Research Opportunities in NRG Oncology
Walter J. Curran Jr., MD, and Mitchell Machtay, MD, FASTRO
NRG Oncology (NRG) is one of five national cancer cooperative groups currently funded by the National Cancer Institute (NCI) as part of the National Clinical Trials Network (NCTN). NCI’s support was launched in March 2014 following the NCI-directed reorganization of its cancer cooperative group system conducted between 2011 and 2014. This reorganization reduced the number of groups from 10 to five and enabled three of the legacy groups to form NRG. These groups were the National Surgical Adjuvant Breast and Bowel Project (NSABP), the Radiation Therapy Oncology Group (RTOG) and the Gynecologic Oncology Group (GOG).
NRG’s mission is to improve the duration and quality of life of adults with specific cancers by conducting science-driven, NCI-supported multi-institutional clinical trials. NRG is particularly concerned with patients with gender-defined malignancies, including gynecologic, breast and prostate cancer, and in research affecting management of patients with a broad variety of localized or locally advanced solid tumors. This mission and the focused approach to specific patient subgroups is based on the strengths of NRG’s members and leaders and build on the strengths of NRG’s three legacy cooperative groups.
NRG’s work is supported by several NCI grants, including a group operations grant, a statistical and data management center grant, a biospecimen bank award and an award supporting cancer prevention, control and care delivery research through an NCI Community Oncology Research Program (NCORP) award. NRG has seven cancer disease site committees that actively develop therapeutic clinical trials: Brain Tumor Committee, Head and Neck Cancer Committee, Lung Cancer Committee, Breast Cancer Committee, Gynecologic Cancer Committee, Genitourinary Cancer Committee and Gastrointestinal Cancer Committee. The NCORP and a Developmental Therapeutics Committee also lead clinical trials. NRG benefits from strong core and administrative committees, such as its Radiation Oncology/Advanced Technology team. Additional support for NRG infrastructure and trial execution is provided by partnerships with industry, foundations, cancer centers and other peer-reviewing organizations.

Referring expression data:
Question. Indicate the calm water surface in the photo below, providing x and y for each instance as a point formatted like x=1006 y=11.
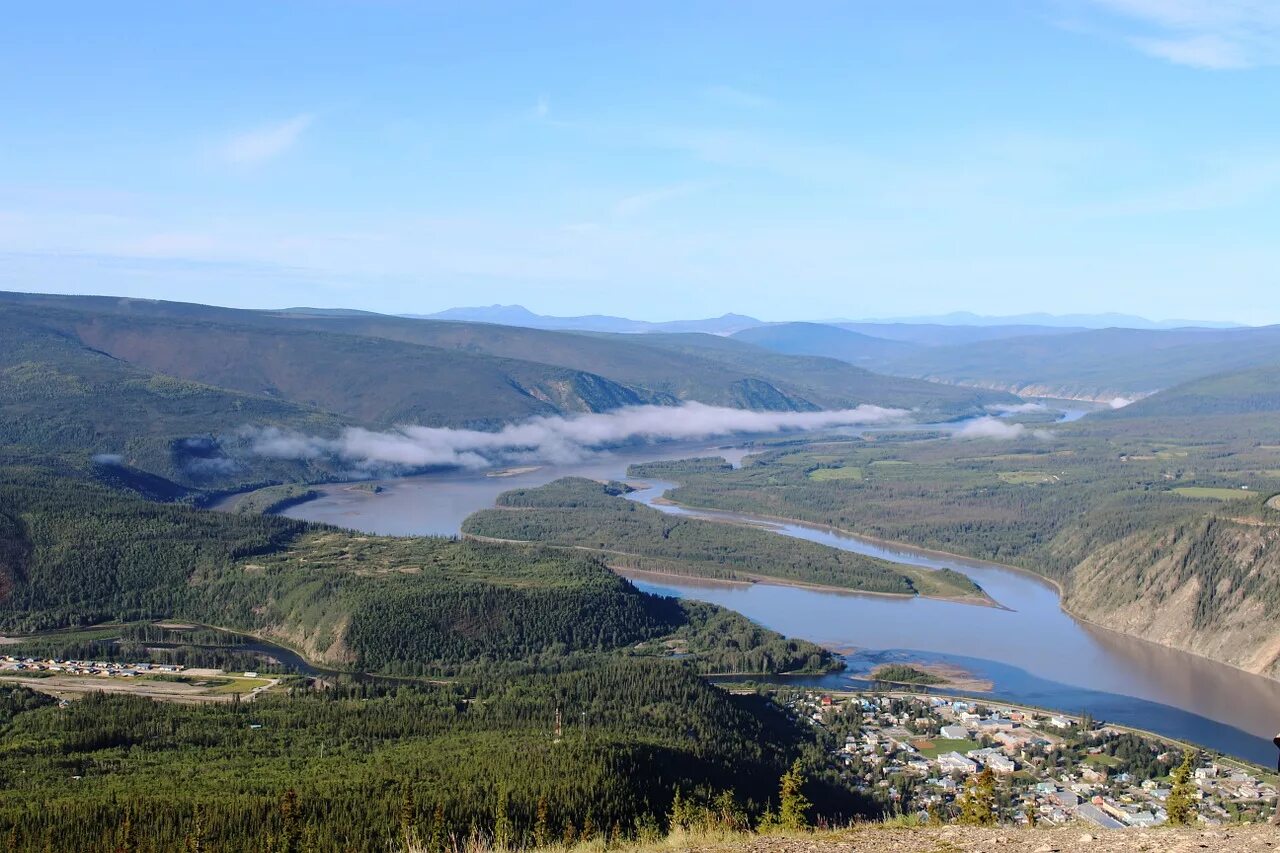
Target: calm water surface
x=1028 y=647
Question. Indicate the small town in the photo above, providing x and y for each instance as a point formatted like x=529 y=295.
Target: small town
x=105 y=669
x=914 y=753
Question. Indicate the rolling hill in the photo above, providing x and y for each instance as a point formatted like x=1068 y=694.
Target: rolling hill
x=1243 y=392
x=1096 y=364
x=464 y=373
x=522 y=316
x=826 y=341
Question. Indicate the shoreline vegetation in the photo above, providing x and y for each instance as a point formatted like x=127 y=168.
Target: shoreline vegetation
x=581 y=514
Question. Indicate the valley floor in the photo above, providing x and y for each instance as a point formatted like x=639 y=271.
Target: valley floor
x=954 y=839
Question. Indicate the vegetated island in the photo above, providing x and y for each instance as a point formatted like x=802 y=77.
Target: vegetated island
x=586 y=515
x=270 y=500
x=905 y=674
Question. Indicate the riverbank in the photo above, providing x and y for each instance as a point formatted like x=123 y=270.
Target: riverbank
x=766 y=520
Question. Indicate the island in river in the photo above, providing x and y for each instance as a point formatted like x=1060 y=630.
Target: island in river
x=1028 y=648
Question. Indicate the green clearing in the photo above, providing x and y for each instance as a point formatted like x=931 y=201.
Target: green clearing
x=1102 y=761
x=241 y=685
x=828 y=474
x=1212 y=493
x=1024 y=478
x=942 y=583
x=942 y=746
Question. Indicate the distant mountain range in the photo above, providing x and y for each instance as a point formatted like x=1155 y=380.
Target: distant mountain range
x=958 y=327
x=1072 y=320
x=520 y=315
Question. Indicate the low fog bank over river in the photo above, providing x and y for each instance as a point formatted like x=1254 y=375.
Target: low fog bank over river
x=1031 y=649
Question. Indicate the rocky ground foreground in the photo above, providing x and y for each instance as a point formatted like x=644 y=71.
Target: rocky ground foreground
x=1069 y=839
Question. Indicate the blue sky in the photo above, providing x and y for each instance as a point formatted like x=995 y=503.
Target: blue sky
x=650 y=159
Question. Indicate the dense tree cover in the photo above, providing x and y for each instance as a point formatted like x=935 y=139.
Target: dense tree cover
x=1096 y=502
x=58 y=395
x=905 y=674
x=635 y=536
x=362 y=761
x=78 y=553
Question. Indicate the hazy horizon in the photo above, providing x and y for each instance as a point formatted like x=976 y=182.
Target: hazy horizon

ACTION ITEM A:
According to the NRG Oncology passage, which three legacy cooperative groups formed NRG?
ACTION ITEM B:
Write the next part of the passage on NRG Oncology, picking up after its final sentence.

WRITTEN REPLY A:
The National Surgical Adjuvant Breast and Bowel Project (NSABP), the Radiation Therapy Oncology Group (RTOG) and the Gynecologic Oncology Group (GOG).

WRITTEN REPLY B:
When NRG submitted its competitive renewal applications for these grants in 2018-2019, substantial progress in fulfilling its mission was clearly demonstrated. The best evidence of this was the publication of at least 51 NRG manuscripts or abstracts that defined or redefined standards of care in just three-and-a-half years of operation. Overall, 302 peer-reviewed manuscripts and 365 abstracts were published by NRG during this time. This outstanding work supported the position of NRG as the major platform for conducting transformative multi-institutional trials for patients with those malignancies in which the group has world class expertise. The competitive renewal of NRG’s group operations grant in 2018 received an “Exceptional” score as further evidence of the quality of the group’s work. Another example of the group’s success is the broad engagement of almost all major academic cancer centers and many community centers across the United States and Canada. Almost 16,000 patients were enrolled by more than 200 full-member NRG institutions and their affiliates onto NRG trials or NCTN partnership trials in its first three-and-a-half years of activity. Among enrolled patients in the United States, 12.7% self-identified as of African descent and 8.0% as Hispanic or Latino. This level of minority representation is higher than previously seen in cooperative group trials.
NRG has continued its activities of protocol design and development, protocol activation, study enrollment, quality assurance, data analysis and publication during the pandemic, with great engagement from its members and staff and with proactive support from the NCI. While there was a significant decline in patient accrual at its member sites in the second and third quarters of 2020, there has been a significant rebound since August 2020. Remote work practice has been in place for NRG staff for several years, and this practice facilitated a high level of efficiency during the pandemic. Fourteen new clinical trials were activated by NRG in 2020, a number that compares favorably with previous years.
How can I participate more in NRG Oncology?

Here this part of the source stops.